ENTRIES PROVIDED:
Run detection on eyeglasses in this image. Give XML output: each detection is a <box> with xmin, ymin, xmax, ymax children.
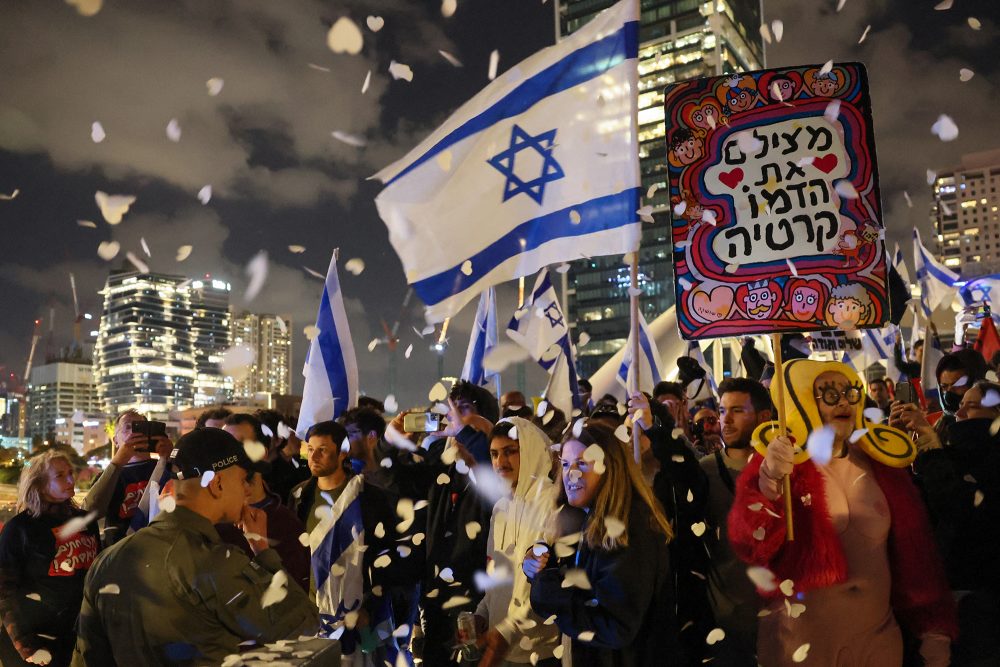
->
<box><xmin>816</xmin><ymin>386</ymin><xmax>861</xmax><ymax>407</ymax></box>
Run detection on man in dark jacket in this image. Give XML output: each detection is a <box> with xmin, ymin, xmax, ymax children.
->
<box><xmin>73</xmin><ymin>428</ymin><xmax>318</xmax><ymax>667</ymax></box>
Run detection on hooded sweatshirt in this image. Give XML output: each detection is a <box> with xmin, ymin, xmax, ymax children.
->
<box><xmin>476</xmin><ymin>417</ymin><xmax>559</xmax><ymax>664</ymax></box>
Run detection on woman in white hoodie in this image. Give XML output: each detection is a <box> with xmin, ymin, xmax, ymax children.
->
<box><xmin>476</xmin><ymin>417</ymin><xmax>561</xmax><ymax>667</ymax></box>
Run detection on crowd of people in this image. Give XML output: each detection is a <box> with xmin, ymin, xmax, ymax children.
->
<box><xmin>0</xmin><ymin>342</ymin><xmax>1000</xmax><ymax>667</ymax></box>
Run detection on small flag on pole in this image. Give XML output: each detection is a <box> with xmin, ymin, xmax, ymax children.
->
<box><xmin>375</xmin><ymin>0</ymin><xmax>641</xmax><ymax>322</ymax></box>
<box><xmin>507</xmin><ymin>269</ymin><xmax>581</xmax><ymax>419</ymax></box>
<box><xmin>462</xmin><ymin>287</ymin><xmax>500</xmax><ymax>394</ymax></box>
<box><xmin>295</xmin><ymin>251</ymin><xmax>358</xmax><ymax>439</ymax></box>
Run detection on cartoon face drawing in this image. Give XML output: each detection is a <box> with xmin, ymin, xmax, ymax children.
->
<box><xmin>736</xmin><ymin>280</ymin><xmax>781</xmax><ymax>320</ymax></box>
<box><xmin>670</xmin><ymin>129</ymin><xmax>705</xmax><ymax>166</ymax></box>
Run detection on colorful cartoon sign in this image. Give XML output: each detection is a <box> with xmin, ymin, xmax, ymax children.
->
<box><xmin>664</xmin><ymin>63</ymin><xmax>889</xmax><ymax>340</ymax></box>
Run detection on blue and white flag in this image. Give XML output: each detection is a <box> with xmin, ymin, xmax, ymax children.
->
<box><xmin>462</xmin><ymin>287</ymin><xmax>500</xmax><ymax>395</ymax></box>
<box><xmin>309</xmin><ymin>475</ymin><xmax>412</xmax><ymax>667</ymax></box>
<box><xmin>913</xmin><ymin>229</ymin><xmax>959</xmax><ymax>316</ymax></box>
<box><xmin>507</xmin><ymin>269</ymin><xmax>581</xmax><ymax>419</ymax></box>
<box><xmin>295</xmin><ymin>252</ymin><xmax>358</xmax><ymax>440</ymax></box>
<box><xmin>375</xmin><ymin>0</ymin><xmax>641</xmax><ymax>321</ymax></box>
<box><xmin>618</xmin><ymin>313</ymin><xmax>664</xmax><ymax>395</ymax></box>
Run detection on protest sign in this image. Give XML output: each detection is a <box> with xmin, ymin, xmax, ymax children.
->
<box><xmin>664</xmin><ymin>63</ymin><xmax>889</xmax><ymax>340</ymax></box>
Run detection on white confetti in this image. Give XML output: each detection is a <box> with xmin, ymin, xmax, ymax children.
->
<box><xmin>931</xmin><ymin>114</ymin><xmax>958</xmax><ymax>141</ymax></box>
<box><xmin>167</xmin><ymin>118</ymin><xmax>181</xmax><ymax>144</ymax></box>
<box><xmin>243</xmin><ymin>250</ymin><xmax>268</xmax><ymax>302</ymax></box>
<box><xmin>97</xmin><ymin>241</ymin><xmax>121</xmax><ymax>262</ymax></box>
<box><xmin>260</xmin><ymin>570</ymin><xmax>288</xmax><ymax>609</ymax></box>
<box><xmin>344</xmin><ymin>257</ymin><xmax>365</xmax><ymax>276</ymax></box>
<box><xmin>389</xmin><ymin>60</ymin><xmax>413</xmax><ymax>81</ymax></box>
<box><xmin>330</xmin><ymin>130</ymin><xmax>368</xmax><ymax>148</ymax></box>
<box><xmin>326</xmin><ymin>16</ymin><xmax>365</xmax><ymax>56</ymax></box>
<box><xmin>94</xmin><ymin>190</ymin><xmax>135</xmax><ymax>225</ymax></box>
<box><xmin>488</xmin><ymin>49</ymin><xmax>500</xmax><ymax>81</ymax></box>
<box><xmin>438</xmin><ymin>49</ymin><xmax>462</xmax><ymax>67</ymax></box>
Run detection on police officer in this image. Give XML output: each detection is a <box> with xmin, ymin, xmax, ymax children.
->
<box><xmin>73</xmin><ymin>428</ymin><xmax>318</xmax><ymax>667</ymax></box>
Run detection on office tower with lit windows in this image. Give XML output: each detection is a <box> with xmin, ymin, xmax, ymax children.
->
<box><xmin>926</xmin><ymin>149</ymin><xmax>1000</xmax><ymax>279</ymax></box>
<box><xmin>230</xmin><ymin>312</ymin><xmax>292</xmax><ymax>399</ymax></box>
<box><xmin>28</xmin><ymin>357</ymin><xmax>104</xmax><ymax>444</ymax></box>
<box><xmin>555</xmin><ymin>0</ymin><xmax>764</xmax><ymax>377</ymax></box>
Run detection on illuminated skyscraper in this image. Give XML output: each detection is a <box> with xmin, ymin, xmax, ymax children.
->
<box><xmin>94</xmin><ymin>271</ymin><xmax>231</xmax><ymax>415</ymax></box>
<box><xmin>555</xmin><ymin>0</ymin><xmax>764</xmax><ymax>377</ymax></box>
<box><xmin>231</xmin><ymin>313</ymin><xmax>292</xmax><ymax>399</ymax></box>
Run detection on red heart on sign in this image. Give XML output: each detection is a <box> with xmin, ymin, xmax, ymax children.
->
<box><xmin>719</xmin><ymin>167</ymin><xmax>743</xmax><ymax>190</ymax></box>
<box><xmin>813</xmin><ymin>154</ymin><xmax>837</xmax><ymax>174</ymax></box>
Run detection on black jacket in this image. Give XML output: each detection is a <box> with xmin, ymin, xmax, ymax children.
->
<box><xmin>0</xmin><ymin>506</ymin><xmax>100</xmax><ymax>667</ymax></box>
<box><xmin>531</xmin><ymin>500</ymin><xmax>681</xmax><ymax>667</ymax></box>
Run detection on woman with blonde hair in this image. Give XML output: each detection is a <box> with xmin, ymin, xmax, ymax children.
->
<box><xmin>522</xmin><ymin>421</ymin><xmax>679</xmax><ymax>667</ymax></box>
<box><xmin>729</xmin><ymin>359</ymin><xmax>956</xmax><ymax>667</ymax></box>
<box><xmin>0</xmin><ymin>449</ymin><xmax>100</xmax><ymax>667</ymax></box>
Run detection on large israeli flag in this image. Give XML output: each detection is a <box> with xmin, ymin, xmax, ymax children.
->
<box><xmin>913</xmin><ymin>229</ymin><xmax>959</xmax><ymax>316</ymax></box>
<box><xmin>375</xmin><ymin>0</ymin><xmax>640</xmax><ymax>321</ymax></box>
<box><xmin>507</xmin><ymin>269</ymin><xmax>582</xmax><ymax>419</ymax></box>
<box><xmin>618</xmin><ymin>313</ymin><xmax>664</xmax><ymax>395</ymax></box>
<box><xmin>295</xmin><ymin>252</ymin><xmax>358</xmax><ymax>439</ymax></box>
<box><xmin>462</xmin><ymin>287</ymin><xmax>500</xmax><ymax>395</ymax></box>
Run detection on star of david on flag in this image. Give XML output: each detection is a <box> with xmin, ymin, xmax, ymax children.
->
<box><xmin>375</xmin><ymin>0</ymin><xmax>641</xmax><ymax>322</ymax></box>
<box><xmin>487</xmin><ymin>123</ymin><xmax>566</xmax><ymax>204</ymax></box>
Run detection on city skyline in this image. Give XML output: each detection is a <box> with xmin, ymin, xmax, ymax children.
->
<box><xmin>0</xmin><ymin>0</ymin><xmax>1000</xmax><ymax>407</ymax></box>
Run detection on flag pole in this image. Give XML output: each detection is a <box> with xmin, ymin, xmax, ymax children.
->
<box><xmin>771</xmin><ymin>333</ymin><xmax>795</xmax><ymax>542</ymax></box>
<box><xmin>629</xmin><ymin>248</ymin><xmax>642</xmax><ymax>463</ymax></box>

THE REQUEST: Copy out, word for word, the lines from the one holding "Run detection on large" through the end of the records, including both ends.

RESPONSE TO THE TASK:
Run detection on large israeli flag in this image. Give XML output: each detection is a <box> with xmin, ymin, xmax, ymax children.
->
<box><xmin>913</xmin><ymin>229</ymin><xmax>959</xmax><ymax>316</ymax></box>
<box><xmin>375</xmin><ymin>0</ymin><xmax>640</xmax><ymax>321</ymax></box>
<box><xmin>507</xmin><ymin>269</ymin><xmax>582</xmax><ymax>419</ymax></box>
<box><xmin>618</xmin><ymin>313</ymin><xmax>664</xmax><ymax>395</ymax></box>
<box><xmin>295</xmin><ymin>252</ymin><xmax>358</xmax><ymax>439</ymax></box>
<box><xmin>462</xmin><ymin>287</ymin><xmax>500</xmax><ymax>395</ymax></box>
Run detection on star of david on flag in this image. Give XML output: each detection is a <box> with xmin, ymin, xmax, ymax children.
->
<box><xmin>375</xmin><ymin>0</ymin><xmax>641</xmax><ymax>322</ymax></box>
<box><xmin>487</xmin><ymin>123</ymin><xmax>566</xmax><ymax>204</ymax></box>
Run detection on city skyline in this image. Give XML output: each detection is a <box> with xmin, ymin, xmax, ymax children.
->
<box><xmin>0</xmin><ymin>0</ymin><xmax>1000</xmax><ymax>407</ymax></box>
Run detection on flag pole in this image. Give XML output: each detection is a <box> with xmin, ymin, xmax, ymax children.
->
<box><xmin>771</xmin><ymin>333</ymin><xmax>795</xmax><ymax>542</ymax></box>
<box><xmin>629</xmin><ymin>248</ymin><xmax>642</xmax><ymax>463</ymax></box>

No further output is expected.